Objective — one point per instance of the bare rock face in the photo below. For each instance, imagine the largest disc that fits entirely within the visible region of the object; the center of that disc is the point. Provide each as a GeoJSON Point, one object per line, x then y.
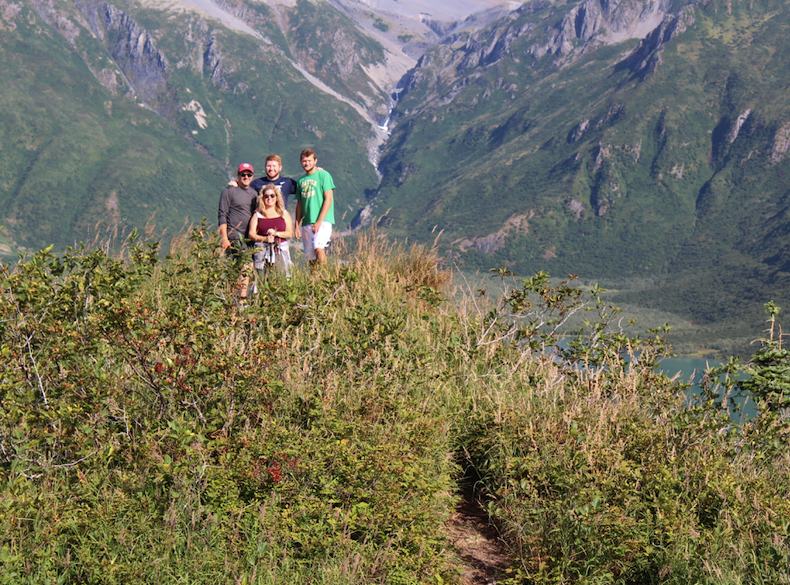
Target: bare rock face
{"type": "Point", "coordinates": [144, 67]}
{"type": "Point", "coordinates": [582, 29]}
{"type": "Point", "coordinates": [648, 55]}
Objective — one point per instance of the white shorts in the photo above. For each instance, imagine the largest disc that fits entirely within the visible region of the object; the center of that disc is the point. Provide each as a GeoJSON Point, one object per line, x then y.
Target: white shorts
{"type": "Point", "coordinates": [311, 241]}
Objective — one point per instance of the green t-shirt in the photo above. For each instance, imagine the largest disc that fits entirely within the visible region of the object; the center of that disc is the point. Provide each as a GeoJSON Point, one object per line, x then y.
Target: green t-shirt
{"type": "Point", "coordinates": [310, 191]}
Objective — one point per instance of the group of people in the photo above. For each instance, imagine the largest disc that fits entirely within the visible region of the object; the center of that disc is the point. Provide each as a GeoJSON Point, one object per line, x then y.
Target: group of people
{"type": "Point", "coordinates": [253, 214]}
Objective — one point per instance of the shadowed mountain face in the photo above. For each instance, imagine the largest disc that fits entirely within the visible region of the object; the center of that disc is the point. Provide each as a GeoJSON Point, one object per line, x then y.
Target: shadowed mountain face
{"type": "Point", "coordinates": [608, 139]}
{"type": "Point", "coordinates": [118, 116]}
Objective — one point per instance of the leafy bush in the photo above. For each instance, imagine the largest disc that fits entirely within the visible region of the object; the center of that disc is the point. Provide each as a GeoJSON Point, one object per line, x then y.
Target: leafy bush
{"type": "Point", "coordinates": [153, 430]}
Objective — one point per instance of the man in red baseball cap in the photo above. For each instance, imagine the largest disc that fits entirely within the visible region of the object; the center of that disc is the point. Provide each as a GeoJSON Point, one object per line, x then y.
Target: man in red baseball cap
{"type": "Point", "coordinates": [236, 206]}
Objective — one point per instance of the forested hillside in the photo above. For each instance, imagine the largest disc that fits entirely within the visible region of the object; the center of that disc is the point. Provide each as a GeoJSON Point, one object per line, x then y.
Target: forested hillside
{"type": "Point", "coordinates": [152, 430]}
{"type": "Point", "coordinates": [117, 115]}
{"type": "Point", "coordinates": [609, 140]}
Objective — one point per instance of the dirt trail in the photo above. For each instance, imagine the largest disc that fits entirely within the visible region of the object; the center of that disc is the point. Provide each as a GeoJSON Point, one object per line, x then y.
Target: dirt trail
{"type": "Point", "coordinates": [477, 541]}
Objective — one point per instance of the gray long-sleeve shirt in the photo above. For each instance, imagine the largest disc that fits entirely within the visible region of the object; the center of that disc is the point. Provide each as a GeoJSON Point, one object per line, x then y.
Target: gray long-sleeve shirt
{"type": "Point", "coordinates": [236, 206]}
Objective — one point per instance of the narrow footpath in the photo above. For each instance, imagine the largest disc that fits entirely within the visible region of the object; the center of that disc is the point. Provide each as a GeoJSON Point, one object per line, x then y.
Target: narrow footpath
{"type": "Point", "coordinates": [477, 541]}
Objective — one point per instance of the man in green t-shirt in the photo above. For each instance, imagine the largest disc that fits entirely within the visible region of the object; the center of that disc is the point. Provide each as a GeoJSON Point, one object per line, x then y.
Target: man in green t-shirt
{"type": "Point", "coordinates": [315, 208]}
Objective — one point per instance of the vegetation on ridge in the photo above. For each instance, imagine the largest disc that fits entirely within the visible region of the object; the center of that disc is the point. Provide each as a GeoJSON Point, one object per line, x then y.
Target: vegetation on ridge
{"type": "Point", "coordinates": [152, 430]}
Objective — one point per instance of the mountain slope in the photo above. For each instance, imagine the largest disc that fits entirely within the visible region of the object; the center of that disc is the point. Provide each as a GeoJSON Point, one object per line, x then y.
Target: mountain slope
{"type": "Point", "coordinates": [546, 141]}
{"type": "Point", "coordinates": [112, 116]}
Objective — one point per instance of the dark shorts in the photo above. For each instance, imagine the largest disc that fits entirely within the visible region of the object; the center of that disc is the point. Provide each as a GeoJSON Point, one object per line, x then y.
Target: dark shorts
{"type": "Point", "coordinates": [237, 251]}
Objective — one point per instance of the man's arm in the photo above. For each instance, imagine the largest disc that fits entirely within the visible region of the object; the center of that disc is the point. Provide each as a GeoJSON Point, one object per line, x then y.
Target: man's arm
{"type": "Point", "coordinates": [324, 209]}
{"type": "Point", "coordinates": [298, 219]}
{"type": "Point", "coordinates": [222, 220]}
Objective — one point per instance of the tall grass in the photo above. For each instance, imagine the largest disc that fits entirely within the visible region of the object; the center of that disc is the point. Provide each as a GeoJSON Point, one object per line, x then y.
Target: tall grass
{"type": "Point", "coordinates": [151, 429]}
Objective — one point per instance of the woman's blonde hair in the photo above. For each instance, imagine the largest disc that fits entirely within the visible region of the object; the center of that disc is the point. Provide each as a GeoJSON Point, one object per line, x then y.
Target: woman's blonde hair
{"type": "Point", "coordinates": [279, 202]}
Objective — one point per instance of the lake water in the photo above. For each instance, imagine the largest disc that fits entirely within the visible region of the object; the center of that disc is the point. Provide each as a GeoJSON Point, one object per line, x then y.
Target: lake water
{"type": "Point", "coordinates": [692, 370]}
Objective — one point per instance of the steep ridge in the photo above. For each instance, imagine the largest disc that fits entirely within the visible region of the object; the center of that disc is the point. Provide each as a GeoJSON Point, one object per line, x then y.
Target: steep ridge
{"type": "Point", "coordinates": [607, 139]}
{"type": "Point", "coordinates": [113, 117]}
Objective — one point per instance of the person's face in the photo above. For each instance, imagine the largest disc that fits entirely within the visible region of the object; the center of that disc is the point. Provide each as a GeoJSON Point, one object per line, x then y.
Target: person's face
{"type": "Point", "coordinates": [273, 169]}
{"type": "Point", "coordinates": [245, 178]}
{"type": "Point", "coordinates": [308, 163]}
******************************
Copy the lines above exactly, beginning at the line that has "Target: dark shorts" and stopping after the line that has "Objective — one point per instance of the person's", and omit the rest.

Target: dark shorts
{"type": "Point", "coordinates": [237, 251]}
Objective — one point per instance of the man's arm in the photo above. For each instance, imagine the largest disc that fits entirely within the visible region of the object; the center of that disc is the point. Provide each as a GeoJSON Point, one object per line, x then y.
Target: man's arm
{"type": "Point", "coordinates": [324, 209]}
{"type": "Point", "coordinates": [298, 219]}
{"type": "Point", "coordinates": [222, 220]}
Objective — one point per instance of the tall grass in the photo above. For each instance, imagine the largest disc that fits entirely within the visible region of the object; the center of that disc is the point. Provide each as a GeoJSON Point, one object per line, x then y.
Target: tall grass
{"type": "Point", "coordinates": [151, 429]}
Objective — one point per instance of the woman's blonde hair in the photo above. For each instance, imagine the largest disc that fits entirely within the visible region of the object; the center of that disc is the point. Provide each as a GeoJSON Point, one object per line, x then y.
Target: woman's blonde hair
{"type": "Point", "coordinates": [279, 202]}
Objective — one point per instance of the lake water in the photo above. For each instance, imagine the largest disc that fits entirely within the visible region of the object; the center of that disc is the point. Provide each as a GeoJSON Point, one object per line, x then y.
Target: lake water
{"type": "Point", "coordinates": [692, 370]}
Objective — one point per instance of the steep ridge in the photo above. For each instance, imagine the largest disc that fits entirely within the visible region of the object; the center of that disc is the point. Provide each as a GeoJSON Point, one object per line, x then y.
Target: steep ridge
{"type": "Point", "coordinates": [607, 139]}
{"type": "Point", "coordinates": [113, 117]}
Objective — one point per instance of the person's face in the photo above. For each instance, imagine the largest disc that fits entirely within the visible region of the object; the center of that disc is the point. Provide each as a GeoJSON Point, one object per line, x then y.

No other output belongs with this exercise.